» **Requirements**: Please list every line of the records that contains the word "white", copying each line in full.

» **Supplied data**:
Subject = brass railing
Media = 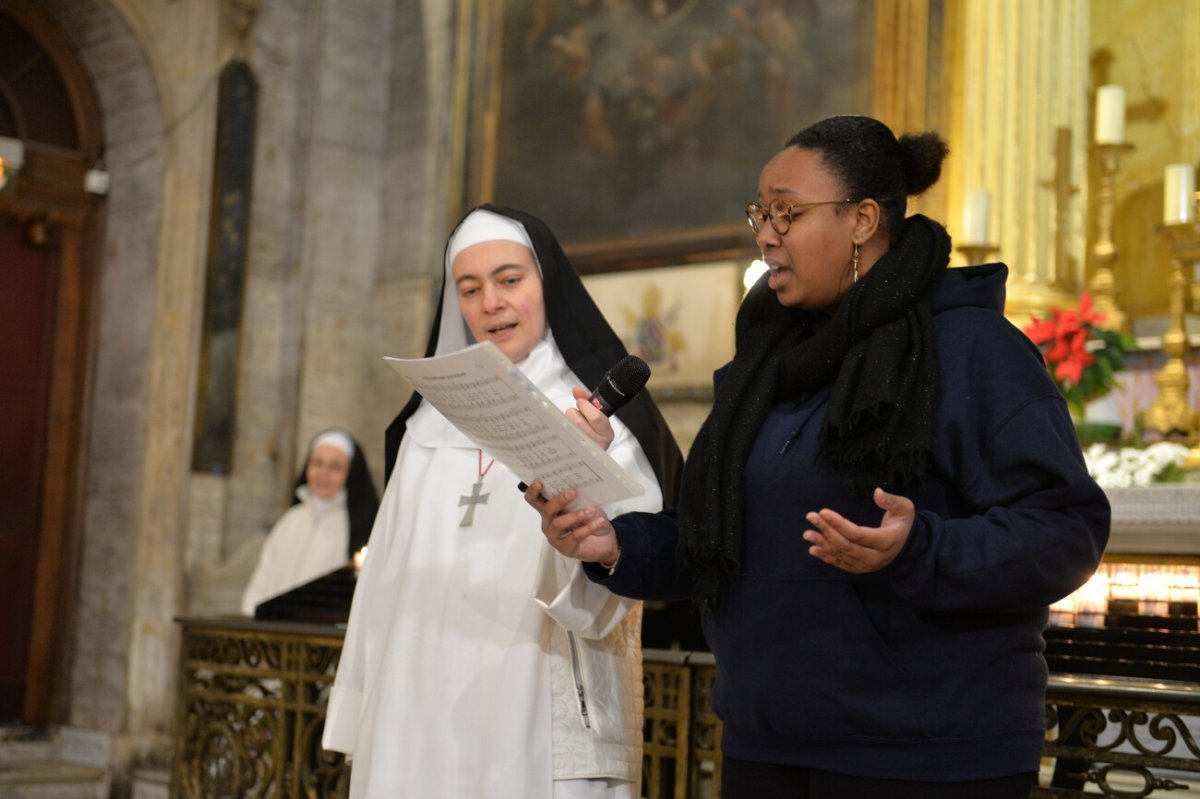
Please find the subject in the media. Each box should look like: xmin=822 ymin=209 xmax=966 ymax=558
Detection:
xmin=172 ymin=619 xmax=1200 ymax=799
==
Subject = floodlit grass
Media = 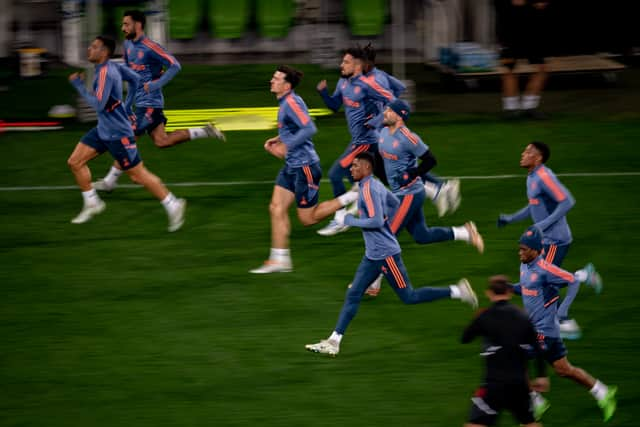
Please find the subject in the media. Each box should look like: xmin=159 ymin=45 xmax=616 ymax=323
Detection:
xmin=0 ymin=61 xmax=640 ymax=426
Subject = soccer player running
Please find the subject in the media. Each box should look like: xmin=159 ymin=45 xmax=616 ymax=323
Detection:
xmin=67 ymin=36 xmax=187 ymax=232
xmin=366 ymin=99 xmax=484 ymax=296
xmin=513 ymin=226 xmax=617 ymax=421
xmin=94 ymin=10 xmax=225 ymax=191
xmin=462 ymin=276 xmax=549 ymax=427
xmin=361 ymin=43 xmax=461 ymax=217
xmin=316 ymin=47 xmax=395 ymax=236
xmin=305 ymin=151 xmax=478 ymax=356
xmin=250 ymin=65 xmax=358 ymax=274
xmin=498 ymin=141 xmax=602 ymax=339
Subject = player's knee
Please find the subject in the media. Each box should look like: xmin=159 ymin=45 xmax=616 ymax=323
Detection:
---
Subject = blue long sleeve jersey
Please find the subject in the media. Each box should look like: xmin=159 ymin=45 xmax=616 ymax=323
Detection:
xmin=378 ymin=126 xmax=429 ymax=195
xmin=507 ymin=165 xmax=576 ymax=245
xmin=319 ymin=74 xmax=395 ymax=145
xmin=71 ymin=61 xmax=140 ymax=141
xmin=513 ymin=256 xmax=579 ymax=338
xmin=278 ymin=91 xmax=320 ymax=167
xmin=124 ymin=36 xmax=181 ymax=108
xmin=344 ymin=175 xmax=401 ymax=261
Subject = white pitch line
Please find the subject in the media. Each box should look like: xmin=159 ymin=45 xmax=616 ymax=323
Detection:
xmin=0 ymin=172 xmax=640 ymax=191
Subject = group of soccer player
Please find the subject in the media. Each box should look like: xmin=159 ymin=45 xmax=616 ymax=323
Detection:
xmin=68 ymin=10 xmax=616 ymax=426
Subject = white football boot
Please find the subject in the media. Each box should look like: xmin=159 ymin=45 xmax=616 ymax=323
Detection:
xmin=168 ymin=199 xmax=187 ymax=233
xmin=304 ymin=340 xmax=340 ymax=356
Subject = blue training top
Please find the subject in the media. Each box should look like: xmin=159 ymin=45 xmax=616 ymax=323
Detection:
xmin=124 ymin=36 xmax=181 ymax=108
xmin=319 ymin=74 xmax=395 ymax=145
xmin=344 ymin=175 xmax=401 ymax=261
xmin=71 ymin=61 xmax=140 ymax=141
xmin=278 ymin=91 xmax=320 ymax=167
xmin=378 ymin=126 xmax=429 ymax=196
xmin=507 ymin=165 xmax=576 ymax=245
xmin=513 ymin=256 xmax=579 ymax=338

» **Finished exercise**:
Subject = white pitch line
Subject = white football boot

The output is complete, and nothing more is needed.